§ **DOCUMENT EXCERPT**:

ISSUE: Whether the complaint for sum of money is the proper remedy.
HELD: YES. Because the debtor failed to comply with the terms of the Kasunduang Pag-aayos, said agreement is deemed rescinded pursuant to Article 2041 of the New Civil Code and the creditor can insist on her original demand. Perforce, the complaint for collection of sum of money is the proper remedy.
Q: What is a doctrine of hierarchy of courts?
A: Pursuant to this doctrine, direct resort from the lower courts to the Supreme Court will not be entertained unless the appropriate remedy cannot be obtained in the lower tribunals. The Supreme Court is a court of last resort, and must so remain if it is to satisfactorily perform the functions assigned to it by the Constitution and immemorial tradition. Thus, a petition for review on certiorari assailing the decision involving both questions of fact and law must first be brought before the Court of Appeals. (Lacson Hermanas vs. Heirs of Cenon Ignacio, G.R. No. 165973, June 29, 2005, 462 SCRA 290).
Q: What is judicial courtesy?
A: It applies where “there is a strong probability that the issues before the higher court would be rendered moot and moribund as a result of continuation of the proceedings in the lower court or court of origin.” Thus, the lower court or court of origin should suspend its proceedings. (Republic vs. Sandiganbayan, 492 SCRA 748, June 26, 2006)

§ **EXTRACTED INFORMATION**:
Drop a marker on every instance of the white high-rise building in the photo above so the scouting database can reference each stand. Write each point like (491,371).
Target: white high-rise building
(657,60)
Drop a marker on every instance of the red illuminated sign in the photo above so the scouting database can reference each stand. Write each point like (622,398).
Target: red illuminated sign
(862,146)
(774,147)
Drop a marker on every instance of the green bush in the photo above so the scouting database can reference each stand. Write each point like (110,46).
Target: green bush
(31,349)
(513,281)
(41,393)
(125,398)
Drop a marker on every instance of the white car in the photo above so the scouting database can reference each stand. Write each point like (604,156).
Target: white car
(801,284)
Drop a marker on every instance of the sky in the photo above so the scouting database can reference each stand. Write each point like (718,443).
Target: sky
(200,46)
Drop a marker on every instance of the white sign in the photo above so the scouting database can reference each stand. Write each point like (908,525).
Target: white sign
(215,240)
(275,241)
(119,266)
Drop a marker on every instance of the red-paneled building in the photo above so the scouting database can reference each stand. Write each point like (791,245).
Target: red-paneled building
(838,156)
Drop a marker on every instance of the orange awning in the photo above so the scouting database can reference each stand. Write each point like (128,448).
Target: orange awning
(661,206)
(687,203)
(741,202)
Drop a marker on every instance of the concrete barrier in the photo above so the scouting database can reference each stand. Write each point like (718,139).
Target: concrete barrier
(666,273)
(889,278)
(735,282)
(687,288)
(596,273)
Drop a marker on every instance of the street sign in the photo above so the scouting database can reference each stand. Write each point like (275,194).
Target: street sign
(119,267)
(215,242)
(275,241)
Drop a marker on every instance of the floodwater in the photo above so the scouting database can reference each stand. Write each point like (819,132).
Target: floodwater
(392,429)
==
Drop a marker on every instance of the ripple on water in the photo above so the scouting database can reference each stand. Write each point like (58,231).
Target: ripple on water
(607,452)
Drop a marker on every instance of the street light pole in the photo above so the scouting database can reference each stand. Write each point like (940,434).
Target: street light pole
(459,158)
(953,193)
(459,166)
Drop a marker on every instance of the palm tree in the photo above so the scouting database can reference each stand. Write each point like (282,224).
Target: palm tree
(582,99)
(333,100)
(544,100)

§ **INSTRUCTION**: List every question raised in the legal notes at the top of the page, including the one labeled ISSUE.

§ **TASK SOLUTION**:
1. Whether the complaint for sum of money is the proper remedy.
2. What is a doctrine of hierarchy of courts?
3. What is judicial courtesy?